§ **Brief**:
Reproduce every line of the entries below verbatim, leaving out the pictures.

»»

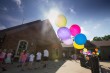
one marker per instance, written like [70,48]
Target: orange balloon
[78,46]
[61,21]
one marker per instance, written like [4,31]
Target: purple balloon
[68,41]
[64,33]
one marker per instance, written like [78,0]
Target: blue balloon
[98,51]
[80,39]
[64,33]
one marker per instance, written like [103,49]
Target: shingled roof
[102,43]
[88,44]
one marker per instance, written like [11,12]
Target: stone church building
[34,36]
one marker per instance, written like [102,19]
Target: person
[31,59]
[23,57]
[38,59]
[46,55]
[8,58]
[82,60]
[75,57]
[13,55]
[1,61]
[64,56]
[94,63]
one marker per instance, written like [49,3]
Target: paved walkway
[54,67]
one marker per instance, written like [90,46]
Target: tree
[97,39]
[106,37]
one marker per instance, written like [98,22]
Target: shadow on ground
[52,67]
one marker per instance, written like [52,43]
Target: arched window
[22,45]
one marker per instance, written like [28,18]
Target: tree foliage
[106,37]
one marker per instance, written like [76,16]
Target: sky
[93,16]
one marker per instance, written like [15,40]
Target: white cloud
[12,20]
[2,27]
[84,31]
[96,26]
[72,10]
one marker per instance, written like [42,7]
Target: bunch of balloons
[65,33]
[97,51]
[89,52]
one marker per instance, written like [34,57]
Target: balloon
[78,46]
[68,41]
[93,53]
[89,52]
[75,29]
[96,49]
[63,33]
[81,51]
[85,50]
[80,39]
[61,21]
[97,53]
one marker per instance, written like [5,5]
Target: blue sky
[93,16]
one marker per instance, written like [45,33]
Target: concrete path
[53,67]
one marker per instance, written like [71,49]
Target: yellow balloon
[61,21]
[78,46]
[85,50]
[97,53]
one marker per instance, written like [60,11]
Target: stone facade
[38,35]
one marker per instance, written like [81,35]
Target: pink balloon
[68,41]
[75,29]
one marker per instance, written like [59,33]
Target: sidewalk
[53,67]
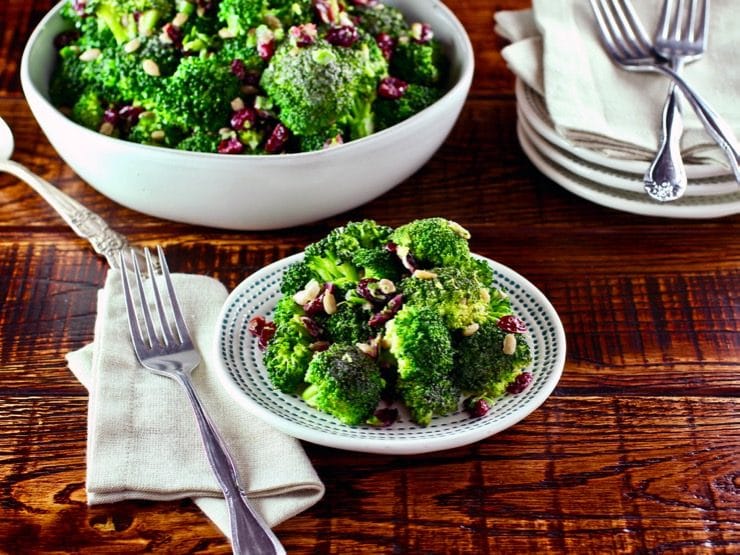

««

§ **The reply**:
one marker per instance, written like [70,48]
Target: orange balloon
[78,46]
[61,21]
one marker per instance, written like [4,31]
Target: purple balloon
[68,41]
[64,33]
one marker per instance, written like [78,0]
Target: blue balloon
[98,51]
[80,39]
[64,33]
one marker per instance, written like [103,49]
Target: shingled roof
[102,43]
[88,44]
one marker per instance, written like [11,12]
Target: stone church building
[34,36]
one marker per instance, written like [102,19]
Target: person
[31,59]
[23,57]
[38,59]
[46,55]
[8,58]
[82,60]
[75,57]
[13,55]
[1,61]
[64,56]
[94,63]
one marker per instance, written like [49,3]
Target: paved walkway
[54,67]
one marker per instance, written like [90,46]
Target: tree
[97,39]
[106,37]
one marker per instance, written like [98,22]
Target: shadow on ground
[52,67]
one marker per instance, written like [52,43]
Target: arched window
[22,45]
one marker per instance, written like [28,18]
Target: tree foliage
[106,37]
one marker per instance, written like [76,16]
Target: sky
[93,16]
one marker per instance, written like [15,40]
Target: white cloud
[12,20]
[2,27]
[84,31]
[96,26]
[72,10]
one marker per instance, written like [42,7]
Target: bunch of balloons
[65,33]
[97,51]
[89,52]
one marker per instance, written like [34,57]
Target: balloon
[78,46]
[68,41]
[93,53]
[89,52]
[75,29]
[96,49]
[63,33]
[81,51]
[85,50]
[80,39]
[61,21]
[97,53]
one marker per instance, written like [5,5]
Target: blue sky
[93,16]
one marker per instance, written like [45,33]
Target: concrete path
[53,67]
one marker per instance, written like [71,49]
Target: yellow balloon
[61,21]
[78,46]
[85,50]
[97,53]
one marker per instance, written like [60,11]
Target: stone facade
[38,35]
one marker per instance, written like [81,35]
Target: pink balloon
[68,41]
[75,29]
one marker per instance, written like [59,33]
Target: sidewalk
[53,67]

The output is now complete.